__GIVEN PROBLEM 1__:
In the kernel mailing list reply, translate this sentence into German: "But this also requires changing the SKB alloc function used by xsk_build_skb()."
__GIVEN PROBLEM 2__:
Reproduce the part of the kernel mailing list reply that opens with the words containing "On 15/08/2025 08.44, Jason" and closes with "build_skb (or build_skb_around).", swapping "recommend" for "suggest".

__PASSAGE PROVIDED__:
From: Jesper Dangaard Brouer <hawk@kernel.org>
To: "Jason Xing" <kerneljasonxing@gmail.com>,
"Karlsson, Magnus" <magnus.karlsson@intel.com>,
"Björn Töpel" <bjorn@kernel.org>
Cc: davem@davemloft.net, edumazet@google.com, kuba@kernel.org,
pabeni@redhat.com, bjorn@kernel.org, magnus.karlsson@intel.com,
maciej.fijalkowski@intel.com, jonathan.lemon@gmail.com,
sdf@fomichev.me, ast@kernel.org, daniel@iogearbox.net,
john.fastabend@gmail.com, horms@kernel.org,
andrew+netdev@lunn.ch, bpf@vger.kernel.org,
netdev@vger.kernel.org, Jason Xing <kernelxing@tencent.com>
Subject: Re: [PATCH net-next 2/2] xsk: support generic batch xmit in copy mode
Date: Thu, 21 Aug 2025 19:29:43 +0200 [thread overview]
Message-ID: <599598da-5453-4cd9-b19d-ca7935985030@kernel.org> (raw)
In-Reply-To: <CAL+tcoBWOUCd8f1Q6BYh+xuKs5=Qgr2oOBb9CLU_6BrasD0vfg@mail.gmail.com>
I need some help from Cc Magnus or Björn, to explain why you changes
fails in xsk_destruct_skb().
On 15/08/2025 08.44, Jason Xing wrote:
> On Tue, Aug 12, 2025 at 10:30 PM Jesper Dangaard Brouer <hawk@kernel.org> wrote:
>>
> ...
>>
>> But this also requires changing the SKB alloc function used by
>> xsk_build_skb(). As a seperate patch, I recommend that you change the
>> sock_alloc_send_skb() to instead use build_skb (or build_skb_around).
>> I expect this will be a large performance improvement on it's own.

__EXTRACTED INFORMATION__:
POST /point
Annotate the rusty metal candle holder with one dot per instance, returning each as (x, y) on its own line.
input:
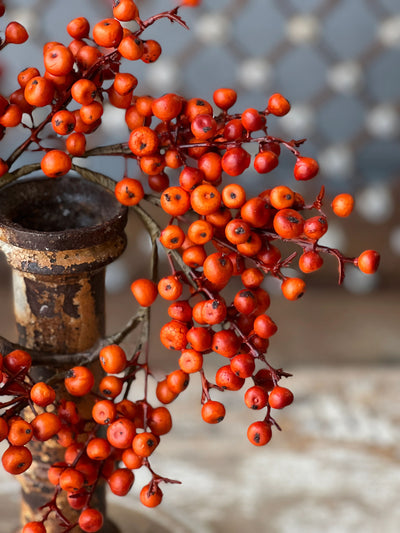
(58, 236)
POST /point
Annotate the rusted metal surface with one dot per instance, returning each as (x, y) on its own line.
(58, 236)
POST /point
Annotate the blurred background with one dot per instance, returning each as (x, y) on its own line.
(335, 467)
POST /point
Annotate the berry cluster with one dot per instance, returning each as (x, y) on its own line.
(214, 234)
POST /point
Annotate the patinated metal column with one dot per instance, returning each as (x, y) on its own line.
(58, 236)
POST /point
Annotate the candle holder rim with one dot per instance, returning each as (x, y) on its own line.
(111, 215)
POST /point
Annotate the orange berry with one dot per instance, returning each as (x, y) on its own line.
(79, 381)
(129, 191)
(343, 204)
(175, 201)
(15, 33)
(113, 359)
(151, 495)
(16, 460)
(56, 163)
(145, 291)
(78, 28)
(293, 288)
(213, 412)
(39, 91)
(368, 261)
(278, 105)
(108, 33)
--
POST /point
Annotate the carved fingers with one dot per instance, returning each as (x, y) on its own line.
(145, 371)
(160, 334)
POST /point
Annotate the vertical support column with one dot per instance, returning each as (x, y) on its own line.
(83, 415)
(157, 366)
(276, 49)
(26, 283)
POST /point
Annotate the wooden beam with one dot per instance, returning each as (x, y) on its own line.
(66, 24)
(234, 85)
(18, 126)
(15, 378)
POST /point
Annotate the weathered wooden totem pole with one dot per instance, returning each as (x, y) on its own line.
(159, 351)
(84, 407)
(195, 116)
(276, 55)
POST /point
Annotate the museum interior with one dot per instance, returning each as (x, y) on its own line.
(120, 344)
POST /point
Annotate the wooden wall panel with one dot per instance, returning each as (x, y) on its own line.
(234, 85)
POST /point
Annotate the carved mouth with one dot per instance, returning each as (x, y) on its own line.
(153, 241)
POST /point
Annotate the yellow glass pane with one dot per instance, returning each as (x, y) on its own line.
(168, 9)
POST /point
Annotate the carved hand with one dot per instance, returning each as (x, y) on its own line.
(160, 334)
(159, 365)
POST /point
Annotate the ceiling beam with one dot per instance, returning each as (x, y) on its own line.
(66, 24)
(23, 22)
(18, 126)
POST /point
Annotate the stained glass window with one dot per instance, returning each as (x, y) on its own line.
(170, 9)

__CORRECT OUTPUT 1__:
Dies erfordert jedoch auch eine Änderung der SKB-Allokationsfunktion, die von xsk_build_skb() verwendet wird.

__CORRECT OUTPUT 2__:
On 15/08/2025 08.44, Jason Xing wrote:
> On Tue, Aug 12, 2025 at 10:30 PM Jesper Dangaard Brouer <hawk@kernel.org> wrote:
>>
> ...
>>
>> But this also requires changing the SKB alloc function used by
>> xsk_build_skb(). As a seperate patch, I suggest that you change the
>> sock_alloc_send_skb() to instead use build_skb (or build_skb_around).